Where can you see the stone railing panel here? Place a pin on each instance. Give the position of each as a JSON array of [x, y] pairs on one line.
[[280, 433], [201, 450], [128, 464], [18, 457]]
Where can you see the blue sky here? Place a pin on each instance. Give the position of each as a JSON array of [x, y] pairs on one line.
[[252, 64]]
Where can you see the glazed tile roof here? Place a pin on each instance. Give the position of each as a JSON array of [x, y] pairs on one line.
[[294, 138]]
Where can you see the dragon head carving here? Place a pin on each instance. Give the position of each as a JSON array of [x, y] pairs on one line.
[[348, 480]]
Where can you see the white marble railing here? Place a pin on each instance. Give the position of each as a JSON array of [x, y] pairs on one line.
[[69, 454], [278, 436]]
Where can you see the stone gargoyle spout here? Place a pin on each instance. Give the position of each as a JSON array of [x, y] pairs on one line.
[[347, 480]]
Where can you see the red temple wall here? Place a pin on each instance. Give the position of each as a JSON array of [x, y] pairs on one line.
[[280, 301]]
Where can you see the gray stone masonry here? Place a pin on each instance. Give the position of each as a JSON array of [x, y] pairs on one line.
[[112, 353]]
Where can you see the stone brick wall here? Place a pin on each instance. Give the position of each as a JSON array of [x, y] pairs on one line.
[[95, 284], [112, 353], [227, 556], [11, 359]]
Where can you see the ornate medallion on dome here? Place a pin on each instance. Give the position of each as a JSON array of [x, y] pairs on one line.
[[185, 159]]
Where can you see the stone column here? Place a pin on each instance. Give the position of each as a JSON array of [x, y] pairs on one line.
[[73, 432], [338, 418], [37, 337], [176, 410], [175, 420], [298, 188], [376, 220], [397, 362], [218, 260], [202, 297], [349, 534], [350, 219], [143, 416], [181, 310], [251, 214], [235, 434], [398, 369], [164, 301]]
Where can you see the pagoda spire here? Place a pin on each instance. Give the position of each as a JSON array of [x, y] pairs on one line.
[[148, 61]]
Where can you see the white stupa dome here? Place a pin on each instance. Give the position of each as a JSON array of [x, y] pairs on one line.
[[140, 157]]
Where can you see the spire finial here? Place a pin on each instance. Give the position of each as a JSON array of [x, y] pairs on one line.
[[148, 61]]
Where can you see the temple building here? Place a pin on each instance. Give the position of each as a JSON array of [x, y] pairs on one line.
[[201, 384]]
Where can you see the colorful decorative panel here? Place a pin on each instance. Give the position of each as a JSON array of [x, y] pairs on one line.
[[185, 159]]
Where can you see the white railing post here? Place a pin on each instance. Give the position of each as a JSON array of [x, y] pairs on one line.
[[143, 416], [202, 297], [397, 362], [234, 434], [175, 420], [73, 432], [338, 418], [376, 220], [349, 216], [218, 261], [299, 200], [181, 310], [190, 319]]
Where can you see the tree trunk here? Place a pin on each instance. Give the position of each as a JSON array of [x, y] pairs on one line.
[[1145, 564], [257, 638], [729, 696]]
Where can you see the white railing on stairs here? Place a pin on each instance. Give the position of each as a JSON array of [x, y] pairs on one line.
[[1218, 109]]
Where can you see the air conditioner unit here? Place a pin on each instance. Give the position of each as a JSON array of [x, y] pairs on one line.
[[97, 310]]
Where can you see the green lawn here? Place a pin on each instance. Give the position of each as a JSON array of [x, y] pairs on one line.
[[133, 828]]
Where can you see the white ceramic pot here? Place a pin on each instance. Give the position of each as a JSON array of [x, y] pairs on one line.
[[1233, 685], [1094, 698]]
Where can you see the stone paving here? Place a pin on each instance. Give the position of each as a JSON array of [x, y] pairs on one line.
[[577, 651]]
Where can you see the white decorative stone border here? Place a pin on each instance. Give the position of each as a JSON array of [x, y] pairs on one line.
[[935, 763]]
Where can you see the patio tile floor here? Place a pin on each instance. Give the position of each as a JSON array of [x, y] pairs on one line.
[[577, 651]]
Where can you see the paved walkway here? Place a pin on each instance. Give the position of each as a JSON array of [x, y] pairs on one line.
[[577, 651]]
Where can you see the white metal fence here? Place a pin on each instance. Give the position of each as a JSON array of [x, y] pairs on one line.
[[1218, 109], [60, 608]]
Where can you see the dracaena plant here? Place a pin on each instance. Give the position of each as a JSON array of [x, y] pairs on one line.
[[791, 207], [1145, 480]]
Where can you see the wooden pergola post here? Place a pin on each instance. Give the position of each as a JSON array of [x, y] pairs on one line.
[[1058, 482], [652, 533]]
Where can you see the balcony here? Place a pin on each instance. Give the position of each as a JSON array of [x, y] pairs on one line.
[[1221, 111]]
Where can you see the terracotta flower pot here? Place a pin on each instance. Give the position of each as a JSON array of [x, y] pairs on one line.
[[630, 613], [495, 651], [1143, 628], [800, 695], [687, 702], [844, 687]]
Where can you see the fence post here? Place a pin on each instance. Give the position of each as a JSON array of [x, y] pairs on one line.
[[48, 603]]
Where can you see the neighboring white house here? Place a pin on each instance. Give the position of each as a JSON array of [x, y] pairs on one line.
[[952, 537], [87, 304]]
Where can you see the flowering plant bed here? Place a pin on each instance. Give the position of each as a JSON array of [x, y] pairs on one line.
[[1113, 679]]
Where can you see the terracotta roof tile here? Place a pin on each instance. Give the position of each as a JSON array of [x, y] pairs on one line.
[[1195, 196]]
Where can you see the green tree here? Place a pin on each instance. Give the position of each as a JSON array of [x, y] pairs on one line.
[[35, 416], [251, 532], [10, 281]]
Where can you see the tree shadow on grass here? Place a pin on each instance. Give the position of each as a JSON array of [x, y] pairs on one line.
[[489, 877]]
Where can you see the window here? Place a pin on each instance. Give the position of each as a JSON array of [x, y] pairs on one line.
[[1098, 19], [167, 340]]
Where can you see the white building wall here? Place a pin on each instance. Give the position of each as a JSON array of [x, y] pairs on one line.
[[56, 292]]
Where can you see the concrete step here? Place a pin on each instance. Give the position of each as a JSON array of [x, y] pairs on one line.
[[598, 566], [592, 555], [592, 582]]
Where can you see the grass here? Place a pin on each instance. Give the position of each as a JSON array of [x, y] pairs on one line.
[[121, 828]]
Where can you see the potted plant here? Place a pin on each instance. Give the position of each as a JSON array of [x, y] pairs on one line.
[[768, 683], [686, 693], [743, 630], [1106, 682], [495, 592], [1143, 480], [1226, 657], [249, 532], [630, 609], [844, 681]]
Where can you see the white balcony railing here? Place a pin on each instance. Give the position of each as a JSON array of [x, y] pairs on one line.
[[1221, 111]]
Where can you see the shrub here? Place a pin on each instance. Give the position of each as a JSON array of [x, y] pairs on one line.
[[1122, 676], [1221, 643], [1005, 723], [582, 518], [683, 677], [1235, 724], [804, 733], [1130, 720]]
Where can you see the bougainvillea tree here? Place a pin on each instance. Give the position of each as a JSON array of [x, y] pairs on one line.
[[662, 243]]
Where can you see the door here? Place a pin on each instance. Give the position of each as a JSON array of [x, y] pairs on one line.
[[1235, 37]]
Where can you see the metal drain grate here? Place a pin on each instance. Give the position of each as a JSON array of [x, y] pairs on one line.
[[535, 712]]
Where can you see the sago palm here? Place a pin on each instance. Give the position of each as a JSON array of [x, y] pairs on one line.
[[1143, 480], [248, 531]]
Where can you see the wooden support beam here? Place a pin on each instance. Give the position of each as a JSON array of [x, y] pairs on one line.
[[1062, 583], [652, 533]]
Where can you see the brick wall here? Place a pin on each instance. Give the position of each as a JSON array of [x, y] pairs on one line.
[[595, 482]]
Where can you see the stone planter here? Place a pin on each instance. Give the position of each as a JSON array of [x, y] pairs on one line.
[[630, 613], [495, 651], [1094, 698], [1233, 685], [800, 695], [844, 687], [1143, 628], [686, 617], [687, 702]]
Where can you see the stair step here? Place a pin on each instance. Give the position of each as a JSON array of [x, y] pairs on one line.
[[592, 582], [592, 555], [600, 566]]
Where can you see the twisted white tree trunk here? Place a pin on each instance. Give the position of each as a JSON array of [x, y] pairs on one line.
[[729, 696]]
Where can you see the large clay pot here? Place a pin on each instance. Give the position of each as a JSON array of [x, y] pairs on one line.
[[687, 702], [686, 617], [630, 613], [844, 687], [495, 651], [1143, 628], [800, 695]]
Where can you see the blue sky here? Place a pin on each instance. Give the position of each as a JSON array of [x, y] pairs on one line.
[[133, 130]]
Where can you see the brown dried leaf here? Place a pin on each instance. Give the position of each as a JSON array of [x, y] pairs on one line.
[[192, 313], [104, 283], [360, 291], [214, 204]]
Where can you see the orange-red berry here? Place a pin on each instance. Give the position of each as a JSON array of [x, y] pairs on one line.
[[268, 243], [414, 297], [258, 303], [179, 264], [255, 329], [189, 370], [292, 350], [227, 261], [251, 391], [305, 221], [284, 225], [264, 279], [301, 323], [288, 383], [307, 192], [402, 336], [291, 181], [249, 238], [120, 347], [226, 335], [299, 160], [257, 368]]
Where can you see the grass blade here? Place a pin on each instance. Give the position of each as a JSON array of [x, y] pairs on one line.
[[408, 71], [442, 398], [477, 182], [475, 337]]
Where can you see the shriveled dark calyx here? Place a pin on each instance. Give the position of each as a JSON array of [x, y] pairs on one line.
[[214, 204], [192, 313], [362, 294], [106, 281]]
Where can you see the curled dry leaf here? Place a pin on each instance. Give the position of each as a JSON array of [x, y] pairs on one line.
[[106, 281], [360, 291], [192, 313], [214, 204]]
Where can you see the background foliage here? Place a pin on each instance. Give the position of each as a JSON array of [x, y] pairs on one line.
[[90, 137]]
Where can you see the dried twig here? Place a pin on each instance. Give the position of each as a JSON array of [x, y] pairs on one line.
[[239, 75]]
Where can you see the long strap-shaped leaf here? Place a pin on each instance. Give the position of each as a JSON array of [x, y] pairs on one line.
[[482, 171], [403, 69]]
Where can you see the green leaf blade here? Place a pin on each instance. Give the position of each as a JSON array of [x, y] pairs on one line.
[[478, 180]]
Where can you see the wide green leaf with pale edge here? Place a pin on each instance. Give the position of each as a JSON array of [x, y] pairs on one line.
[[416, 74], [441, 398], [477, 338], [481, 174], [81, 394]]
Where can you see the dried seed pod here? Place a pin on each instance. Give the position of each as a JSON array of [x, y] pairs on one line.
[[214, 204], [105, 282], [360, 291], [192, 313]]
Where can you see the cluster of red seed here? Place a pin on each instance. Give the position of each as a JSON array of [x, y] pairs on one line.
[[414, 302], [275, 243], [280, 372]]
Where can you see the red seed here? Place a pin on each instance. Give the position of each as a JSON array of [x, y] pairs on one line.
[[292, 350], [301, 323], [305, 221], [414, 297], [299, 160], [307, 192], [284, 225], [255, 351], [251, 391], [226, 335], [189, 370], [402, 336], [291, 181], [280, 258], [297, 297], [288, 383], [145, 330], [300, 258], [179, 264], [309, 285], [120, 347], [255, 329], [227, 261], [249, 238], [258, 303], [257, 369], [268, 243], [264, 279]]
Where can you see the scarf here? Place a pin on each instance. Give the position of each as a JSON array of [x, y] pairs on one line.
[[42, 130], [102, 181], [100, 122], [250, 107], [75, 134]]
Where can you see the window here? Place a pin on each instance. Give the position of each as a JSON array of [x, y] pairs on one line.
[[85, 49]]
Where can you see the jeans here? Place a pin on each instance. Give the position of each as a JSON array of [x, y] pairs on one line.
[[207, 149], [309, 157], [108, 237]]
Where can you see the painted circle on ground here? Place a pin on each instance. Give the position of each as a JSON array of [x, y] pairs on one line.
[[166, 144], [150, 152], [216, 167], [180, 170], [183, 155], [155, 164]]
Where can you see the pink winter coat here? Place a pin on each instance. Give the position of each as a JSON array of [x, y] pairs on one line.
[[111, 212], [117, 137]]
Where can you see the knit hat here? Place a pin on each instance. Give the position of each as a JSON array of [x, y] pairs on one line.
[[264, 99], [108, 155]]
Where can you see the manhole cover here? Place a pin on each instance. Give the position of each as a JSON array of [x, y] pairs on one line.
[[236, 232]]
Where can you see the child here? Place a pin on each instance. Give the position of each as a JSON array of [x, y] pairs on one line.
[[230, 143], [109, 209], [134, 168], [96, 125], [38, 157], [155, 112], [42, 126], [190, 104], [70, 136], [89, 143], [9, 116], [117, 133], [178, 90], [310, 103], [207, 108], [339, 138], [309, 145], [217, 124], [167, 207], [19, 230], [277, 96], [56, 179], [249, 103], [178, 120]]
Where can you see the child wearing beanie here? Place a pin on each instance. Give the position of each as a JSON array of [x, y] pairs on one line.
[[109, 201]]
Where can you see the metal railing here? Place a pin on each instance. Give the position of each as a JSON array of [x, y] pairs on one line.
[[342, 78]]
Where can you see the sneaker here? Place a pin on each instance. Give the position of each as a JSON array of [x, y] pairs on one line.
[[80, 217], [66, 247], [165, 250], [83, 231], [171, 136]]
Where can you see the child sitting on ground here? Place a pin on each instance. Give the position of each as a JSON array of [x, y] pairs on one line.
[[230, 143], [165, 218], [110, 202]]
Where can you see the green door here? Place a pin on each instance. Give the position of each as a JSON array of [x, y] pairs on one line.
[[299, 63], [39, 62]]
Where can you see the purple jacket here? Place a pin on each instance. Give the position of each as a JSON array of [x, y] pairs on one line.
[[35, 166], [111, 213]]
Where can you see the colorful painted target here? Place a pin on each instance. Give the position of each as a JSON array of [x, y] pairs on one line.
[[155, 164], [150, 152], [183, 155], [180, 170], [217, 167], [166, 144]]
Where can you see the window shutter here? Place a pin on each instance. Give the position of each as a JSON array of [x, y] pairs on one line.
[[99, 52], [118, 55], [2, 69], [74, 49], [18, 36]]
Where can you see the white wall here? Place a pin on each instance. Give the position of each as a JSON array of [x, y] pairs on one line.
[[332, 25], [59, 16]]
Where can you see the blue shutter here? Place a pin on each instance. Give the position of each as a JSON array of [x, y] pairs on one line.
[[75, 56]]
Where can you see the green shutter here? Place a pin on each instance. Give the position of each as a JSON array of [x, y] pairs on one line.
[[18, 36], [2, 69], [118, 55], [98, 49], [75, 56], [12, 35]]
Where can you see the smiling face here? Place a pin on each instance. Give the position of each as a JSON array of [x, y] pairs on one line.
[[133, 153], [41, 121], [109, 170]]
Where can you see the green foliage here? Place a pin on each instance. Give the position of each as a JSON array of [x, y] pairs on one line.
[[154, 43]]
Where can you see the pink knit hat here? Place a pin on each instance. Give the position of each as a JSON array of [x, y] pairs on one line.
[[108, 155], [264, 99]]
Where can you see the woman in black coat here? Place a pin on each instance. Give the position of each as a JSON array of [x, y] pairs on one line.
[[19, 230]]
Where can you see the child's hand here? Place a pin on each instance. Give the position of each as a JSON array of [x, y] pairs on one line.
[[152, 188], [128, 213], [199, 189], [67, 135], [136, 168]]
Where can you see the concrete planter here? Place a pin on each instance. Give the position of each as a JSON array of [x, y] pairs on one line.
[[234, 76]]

• • •

**Given problem**
Return, unchanged, every line of the material above from its first line down through the line containing "[[348, 480]]", including both of those lines.

**Response to this exercise**
Where can you see the stone railing panel here? Place a pin on each instance. Give the position of each as a JSON array of [x, y] pairs on one line.
[[280, 433], [201, 450], [128, 464], [18, 457]]
Where can you see the blue sky here? Place a pin on each instance. Give the position of each as a JSON array of [x, y] pairs on one line.
[[252, 64]]
Where can you see the glazed tile roof here? Place a pin on each instance. Give the position of each as a JSON array of [x, y] pairs on one line.
[[294, 138]]
Where can you see the dragon head carving here? Place a pin on each instance. Give the position of each as a JSON array of [x, y] pairs on one line.
[[348, 480]]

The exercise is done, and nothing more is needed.